Items from a data source
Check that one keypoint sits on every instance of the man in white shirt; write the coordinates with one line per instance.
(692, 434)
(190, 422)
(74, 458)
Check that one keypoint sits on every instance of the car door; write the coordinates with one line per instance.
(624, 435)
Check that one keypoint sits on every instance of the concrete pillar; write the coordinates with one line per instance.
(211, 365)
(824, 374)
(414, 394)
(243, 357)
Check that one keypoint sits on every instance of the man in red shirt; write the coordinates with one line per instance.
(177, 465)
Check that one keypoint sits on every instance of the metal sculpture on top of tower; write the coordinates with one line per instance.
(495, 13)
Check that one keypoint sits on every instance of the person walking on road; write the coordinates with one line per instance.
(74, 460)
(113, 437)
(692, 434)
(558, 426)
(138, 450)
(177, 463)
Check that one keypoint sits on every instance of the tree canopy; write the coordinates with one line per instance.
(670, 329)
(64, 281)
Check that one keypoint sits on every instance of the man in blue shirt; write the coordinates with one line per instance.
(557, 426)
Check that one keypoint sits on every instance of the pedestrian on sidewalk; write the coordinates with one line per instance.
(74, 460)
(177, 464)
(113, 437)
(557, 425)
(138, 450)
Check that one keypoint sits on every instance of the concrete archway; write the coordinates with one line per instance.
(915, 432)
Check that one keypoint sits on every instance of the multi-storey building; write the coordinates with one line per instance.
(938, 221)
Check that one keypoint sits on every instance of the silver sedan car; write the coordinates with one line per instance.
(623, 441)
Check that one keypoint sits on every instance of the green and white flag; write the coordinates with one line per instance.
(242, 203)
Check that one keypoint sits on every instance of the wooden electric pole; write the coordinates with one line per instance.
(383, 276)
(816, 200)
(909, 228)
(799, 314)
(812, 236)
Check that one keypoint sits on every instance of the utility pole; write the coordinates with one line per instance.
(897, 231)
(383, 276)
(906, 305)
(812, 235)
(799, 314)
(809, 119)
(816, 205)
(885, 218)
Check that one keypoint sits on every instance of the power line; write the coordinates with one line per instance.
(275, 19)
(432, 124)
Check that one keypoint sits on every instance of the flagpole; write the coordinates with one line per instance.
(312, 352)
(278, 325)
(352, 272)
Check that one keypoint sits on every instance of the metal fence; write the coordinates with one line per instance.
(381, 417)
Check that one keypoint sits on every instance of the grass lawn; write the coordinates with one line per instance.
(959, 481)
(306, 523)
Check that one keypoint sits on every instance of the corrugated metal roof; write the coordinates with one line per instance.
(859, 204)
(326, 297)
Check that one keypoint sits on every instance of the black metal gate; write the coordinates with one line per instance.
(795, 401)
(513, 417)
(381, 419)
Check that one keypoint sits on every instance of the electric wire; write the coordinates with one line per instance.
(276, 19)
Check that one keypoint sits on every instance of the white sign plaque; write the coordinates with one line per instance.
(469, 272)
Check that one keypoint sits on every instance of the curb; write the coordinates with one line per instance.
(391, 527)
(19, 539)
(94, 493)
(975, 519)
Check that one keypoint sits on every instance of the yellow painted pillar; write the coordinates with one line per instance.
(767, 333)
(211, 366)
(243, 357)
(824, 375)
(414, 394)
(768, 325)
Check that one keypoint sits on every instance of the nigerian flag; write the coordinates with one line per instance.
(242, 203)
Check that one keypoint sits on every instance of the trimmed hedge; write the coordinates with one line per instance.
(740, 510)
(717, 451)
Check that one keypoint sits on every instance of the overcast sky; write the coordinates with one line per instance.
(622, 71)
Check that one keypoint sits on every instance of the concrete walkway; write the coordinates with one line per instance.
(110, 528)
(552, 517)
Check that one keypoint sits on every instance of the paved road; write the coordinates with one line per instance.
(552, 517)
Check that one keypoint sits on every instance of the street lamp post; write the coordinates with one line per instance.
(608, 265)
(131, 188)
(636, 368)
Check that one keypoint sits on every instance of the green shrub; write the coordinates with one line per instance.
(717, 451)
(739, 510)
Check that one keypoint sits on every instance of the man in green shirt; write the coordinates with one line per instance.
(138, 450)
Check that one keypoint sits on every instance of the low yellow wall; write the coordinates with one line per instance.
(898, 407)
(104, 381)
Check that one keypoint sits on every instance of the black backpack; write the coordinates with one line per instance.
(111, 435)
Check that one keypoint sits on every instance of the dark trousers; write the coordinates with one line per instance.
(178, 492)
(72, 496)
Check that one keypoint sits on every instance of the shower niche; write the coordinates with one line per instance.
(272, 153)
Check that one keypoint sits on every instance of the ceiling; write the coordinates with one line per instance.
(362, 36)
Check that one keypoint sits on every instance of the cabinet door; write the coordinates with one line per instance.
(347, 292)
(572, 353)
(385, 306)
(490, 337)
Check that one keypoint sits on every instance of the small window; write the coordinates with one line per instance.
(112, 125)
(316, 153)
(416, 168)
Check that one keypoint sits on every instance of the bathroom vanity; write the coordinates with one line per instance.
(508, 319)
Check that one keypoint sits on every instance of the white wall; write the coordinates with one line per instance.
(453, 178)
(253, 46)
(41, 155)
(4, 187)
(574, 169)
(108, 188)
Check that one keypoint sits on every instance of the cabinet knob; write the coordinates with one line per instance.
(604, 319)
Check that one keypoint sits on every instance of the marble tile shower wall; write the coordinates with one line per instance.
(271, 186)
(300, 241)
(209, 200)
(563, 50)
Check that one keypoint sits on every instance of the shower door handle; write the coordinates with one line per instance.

**Exercise prompt:** Each record above needs to be written out exactly, with nothing left out.

**Output of the task:**
Check that one keypoint sits on every instance of the man in white shirt; write the coordinates with one line per instance.
(692, 434)
(190, 422)
(74, 458)
Check that one keypoint sits on every instance of the car door; write the coordinates with one line per instance.
(624, 435)
Check that one keypoint sits on every instance of the concrete pillar; write the coordinates with one line per instance.
(211, 365)
(824, 374)
(414, 394)
(243, 357)
Check that one keypoint sits on every instance of the man in red shirt; write the coordinates with one line per instance.
(177, 465)
Check that one keypoint sits on every instance of the metal sculpture on top of tower; write the coordinates with one line per instance.
(495, 13)
Check that one keypoint sits on every instance of the person walking on road; write the coordinates with one line per instance.
(74, 460)
(113, 437)
(692, 434)
(558, 426)
(138, 450)
(177, 463)
Check that one keypoint sits on every instance of the tree canopy; write the coordinates with one line per instance.
(670, 329)
(64, 281)
Check that one keypoint sits on every instance of the man in blue shirt; write the coordinates with one line per instance.
(557, 426)
Check that one keypoint sits on every instance of the pedestrian on sidewalk; write the coordinates with one line per instance.
(74, 460)
(177, 464)
(113, 437)
(557, 425)
(138, 450)
Check that one keypoint sits on every instance of the concrete archway; write the coordinates with one line per instance.
(915, 432)
Check that one keypoint sits on every instance of the multi-storey building; write the coordinates with one line per instance.
(938, 221)
Check that one keypoint sits on every instance of the silver sedan car; write the coordinates with one line per instance.
(623, 441)
Check that one keypoint sits on every instance of the green and white flag; write the coordinates with one line per instance.
(242, 203)
Check that one keypoint sits on every instance of the wooden electric pole; write the coordinates with one line per instance.
(383, 276)
(816, 200)
(909, 228)
(799, 314)
(812, 236)
Check that one keypoint sits on every instance of the utility pole; write the coordinates with one line per instance.
(897, 231)
(383, 276)
(906, 305)
(812, 235)
(799, 314)
(809, 119)
(816, 205)
(885, 218)
Check that one keypoint sits on every instance of the power line; write the coordinates with one line per instance.
(275, 19)
(432, 124)
Check that one keypoint sits on every instance of the flagpole; write the coordinates with one line per instance.
(312, 352)
(278, 325)
(352, 272)
Check that one keypoint sits on every instance of the metal fence; write the coordinates with one line per instance.
(381, 417)
Check that one keypoint sits on every instance of the grass lawn; write the coordinates with one line per instance.
(959, 481)
(306, 523)
Check that one keypoint sits on every instance of the corrugated metal roof; write the coordinates with one line per instance.
(859, 204)
(326, 297)
Check that one keypoint sits on every instance of the black metal gate; write the coordinates with one line per instance.
(795, 401)
(513, 417)
(381, 419)
Check that one keypoint sits on every instance of the electric wire; write the coordinates with one line per instance.
(276, 19)
Check that one keypoint sits on every instance of the white sign plaque; write the coordinates with one line per instance.
(469, 272)
Check that one keypoint sits on every instance of the curb; write the coordinates with one line per instance.
(391, 527)
(19, 539)
(94, 493)
(975, 519)
Check that one keypoint sits on every instance of the yellow painted pillar; write the coordinates with one line per instance.
(767, 333)
(211, 366)
(243, 357)
(824, 375)
(414, 394)
(768, 325)
Check that one keypoint sits on every instance of the nigerian flag; write the coordinates with one line per instance.
(242, 203)
Check that one keypoint sits on every instance of the trimmed hedge; write the coordinates with one line per instance.
(740, 510)
(717, 451)
Check that one keypoint sits on every instance of the overcast sky; write the coordinates with one line per instance.
(622, 71)
Check that one keypoint sits on every instance of the concrete walkway; write the coordinates with one line per instance.
(110, 528)
(552, 517)
Check that one keypoint sits on every instance of the paved road; write the coordinates with one line per instance.
(552, 517)
Check that one keypoint sits on every instance of the street lamp post; write the coordinates with one line per instance.
(608, 265)
(131, 188)
(636, 368)
Check that one keypoint sits on every instance of the green shrub; write the coordinates with one line per instance.
(717, 451)
(739, 510)
Check that one keypoint sits on every instance of the man in green shirt; write the coordinates with one line per instance.
(138, 450)
Check that one keypoint sits on every instance of the low yellow wall; write the coordinates with one line per instance.
(898, 407)
(104, 381)
Check that one keypoint sits on every instance of the black backpack; write the coordinates with one line per instance.
(111, 435)
Check that one keypoint sits on every instance of the dark trousers; write the coordinates with one line per instance.
(178, 492)
(72, 496)
Check that one keypoint sits on every instance of the shower niche; write the coordinates with one line per instance.
(272, 153)
Check that one keypoint sits on every instance of the ceiling; write the coordinates with one line per instance.
(362, 36)
Check that one keypoint sits on every instance of the cabinet door; write the coordinates with one line per instance.
(347, 292)
(572, 353)
(385, 306)
(490, 337)
Check that one keypoint sits on every instance of the small window; write the coordinates with one line per instance.
(112, 125)
(316, 153)
(416, 168)
Check that one keypoint sits on every instance of the bathroom vanity; write the coordinates with one line per instance.
(508, 319)
Check that one keypoint sits on every instance of the white wall; write the coordinates with one line per instance.
(453, 178)
(253, 46)
(41, 155)
(4, 187)
(574, 169)
(108, 188)
Check that one keypoint sits on every instance of the cabinet knob; write the coordinates with one line per instance.
(604, 319)
Check that one keypoint sits on every instance of the marble tile shower wall; write the coordinates with one line per instance.
(271, 186)
(300, 241)
(209, 200)
(563, 50)
Check that one keypoint sits on every instance of the shower door handle; write the coordinates with one line per instance.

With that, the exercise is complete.